**WORK INSTRUCTIONS**.
Take the line that contains "shape point(50, 18)" as the first line and the last line of the material below as the final one; reproduce exactly the lines between, inclusive.

Position identification records:
::::::::

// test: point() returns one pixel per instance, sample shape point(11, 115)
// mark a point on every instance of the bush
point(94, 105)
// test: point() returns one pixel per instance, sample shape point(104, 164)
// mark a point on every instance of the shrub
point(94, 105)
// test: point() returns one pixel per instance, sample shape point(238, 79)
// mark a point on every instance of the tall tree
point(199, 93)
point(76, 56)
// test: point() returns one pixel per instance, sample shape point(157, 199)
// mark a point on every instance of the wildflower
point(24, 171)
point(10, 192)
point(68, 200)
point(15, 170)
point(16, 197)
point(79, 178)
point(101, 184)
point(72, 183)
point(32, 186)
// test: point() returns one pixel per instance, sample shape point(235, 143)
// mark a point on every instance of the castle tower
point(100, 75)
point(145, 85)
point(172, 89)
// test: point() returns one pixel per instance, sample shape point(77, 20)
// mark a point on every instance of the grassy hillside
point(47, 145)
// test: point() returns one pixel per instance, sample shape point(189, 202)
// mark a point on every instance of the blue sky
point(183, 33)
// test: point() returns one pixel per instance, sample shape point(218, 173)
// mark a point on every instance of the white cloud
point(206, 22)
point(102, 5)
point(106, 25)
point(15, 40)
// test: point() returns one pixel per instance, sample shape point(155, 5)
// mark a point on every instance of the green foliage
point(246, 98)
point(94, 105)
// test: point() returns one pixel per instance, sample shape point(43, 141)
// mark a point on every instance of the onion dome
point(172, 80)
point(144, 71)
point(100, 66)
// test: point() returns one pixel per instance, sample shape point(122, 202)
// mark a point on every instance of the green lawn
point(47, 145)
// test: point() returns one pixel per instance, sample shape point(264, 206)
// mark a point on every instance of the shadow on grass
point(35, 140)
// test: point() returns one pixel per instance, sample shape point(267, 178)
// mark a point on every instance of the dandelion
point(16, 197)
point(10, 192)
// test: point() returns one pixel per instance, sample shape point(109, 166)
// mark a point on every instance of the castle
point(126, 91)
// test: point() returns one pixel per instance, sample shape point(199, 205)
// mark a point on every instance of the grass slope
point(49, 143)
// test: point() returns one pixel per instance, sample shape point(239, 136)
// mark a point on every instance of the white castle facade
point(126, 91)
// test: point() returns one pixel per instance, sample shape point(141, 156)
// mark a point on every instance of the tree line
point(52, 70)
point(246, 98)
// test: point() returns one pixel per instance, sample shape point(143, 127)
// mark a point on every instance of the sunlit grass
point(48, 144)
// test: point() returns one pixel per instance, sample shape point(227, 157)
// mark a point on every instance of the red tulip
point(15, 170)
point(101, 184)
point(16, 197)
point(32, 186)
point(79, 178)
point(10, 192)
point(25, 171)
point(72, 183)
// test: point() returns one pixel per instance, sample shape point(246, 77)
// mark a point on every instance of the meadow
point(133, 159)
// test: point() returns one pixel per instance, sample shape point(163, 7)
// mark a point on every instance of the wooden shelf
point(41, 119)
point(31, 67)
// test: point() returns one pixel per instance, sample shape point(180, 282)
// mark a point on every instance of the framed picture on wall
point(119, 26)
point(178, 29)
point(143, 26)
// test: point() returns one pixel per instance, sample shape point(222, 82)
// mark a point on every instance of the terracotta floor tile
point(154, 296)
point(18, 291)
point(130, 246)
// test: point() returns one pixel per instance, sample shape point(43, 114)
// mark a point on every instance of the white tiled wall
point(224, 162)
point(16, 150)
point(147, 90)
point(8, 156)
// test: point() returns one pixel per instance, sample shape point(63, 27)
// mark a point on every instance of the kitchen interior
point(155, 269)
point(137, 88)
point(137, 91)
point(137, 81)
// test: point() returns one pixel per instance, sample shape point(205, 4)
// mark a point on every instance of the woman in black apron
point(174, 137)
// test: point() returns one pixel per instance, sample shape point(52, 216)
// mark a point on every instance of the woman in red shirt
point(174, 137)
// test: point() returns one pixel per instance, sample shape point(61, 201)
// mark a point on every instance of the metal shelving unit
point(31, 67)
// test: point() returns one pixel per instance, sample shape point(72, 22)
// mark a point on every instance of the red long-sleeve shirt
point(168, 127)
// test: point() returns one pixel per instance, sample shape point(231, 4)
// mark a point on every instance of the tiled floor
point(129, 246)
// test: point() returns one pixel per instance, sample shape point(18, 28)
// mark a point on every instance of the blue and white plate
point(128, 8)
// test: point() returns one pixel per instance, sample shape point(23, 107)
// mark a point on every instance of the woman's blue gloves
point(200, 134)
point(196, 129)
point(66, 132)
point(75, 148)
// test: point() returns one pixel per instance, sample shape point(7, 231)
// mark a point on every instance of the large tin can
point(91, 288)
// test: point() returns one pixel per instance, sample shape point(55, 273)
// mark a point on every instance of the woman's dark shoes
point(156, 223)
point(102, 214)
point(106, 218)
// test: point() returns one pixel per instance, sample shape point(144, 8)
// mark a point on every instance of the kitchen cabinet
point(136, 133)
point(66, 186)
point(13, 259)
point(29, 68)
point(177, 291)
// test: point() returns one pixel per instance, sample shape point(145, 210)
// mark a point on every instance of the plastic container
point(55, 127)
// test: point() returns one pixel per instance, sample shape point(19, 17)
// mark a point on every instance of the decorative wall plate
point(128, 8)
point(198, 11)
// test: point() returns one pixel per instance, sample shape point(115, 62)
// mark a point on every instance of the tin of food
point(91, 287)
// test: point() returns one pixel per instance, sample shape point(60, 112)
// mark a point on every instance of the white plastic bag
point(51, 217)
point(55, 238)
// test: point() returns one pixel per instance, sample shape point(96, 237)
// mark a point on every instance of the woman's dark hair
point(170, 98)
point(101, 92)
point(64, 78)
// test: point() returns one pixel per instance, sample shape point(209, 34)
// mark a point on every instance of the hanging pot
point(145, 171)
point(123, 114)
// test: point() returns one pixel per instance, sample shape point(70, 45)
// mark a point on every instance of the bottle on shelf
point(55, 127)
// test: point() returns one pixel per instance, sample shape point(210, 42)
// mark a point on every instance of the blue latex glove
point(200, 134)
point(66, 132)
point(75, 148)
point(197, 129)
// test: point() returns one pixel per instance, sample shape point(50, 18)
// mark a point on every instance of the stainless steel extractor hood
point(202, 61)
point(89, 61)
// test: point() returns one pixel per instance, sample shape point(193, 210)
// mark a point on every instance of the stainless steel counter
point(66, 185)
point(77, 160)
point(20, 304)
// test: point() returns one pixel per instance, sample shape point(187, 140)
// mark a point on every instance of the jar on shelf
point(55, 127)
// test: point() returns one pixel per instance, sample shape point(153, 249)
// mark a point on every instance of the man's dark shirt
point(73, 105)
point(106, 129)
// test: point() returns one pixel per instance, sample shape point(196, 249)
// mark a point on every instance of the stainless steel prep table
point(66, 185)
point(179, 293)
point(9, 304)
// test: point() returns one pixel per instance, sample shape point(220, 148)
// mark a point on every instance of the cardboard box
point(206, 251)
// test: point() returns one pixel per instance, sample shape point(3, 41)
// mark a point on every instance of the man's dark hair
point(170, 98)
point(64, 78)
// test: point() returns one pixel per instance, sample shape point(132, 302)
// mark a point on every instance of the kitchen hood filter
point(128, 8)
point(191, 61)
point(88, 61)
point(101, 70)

::::::::

**WRITTEN ANSWER**.
// test: point() returns one pixel per instance, sample shape point(50, 18)
// mark a point on every instance of the stainless steel extractor hood
point(202, 61)
point(89, 61)
// test: point() returns one pixel per instance, sample shape point(193, 210)
// mark a point on every instance of the stainless steel counter
point(66, 185)
point(77, 160)
point(20, 304)
// test: point() returns one pixel per instance, sample shape point(187, 140)
// mark a point on every instance of the jar on shelf
point(55, 127)
// test: point() returns one pixel per instance, sample shape point(153, 249)
// mark a point on every instance of the man's dark shirt
point(73, 105)
point(106, 129)
// test: point() returns one pixel per instance, sample shape point(196, 249)
// mark a point on every instance of the stainless steel prep table
point(66, 185)
point(179, 293)
point(9, 304)
// test: point() returns one pixel per instance, sample shape point(220, 148)
// mark a point on every instance of the cardboard box
point(206, 251)
// test: point() returns one pixel per instance, sample shape point(3, 41)
// mark a point on every instance of the man's dark hair
point(170, 98)
point(64, 78)
// test: point() returns one pixel per instance, sample shape point(132, 302)
// mark a point on every instance of the kitchen hood filter
point(128, 8)
point(191, 61)
point(88, 61)
point(101, 70)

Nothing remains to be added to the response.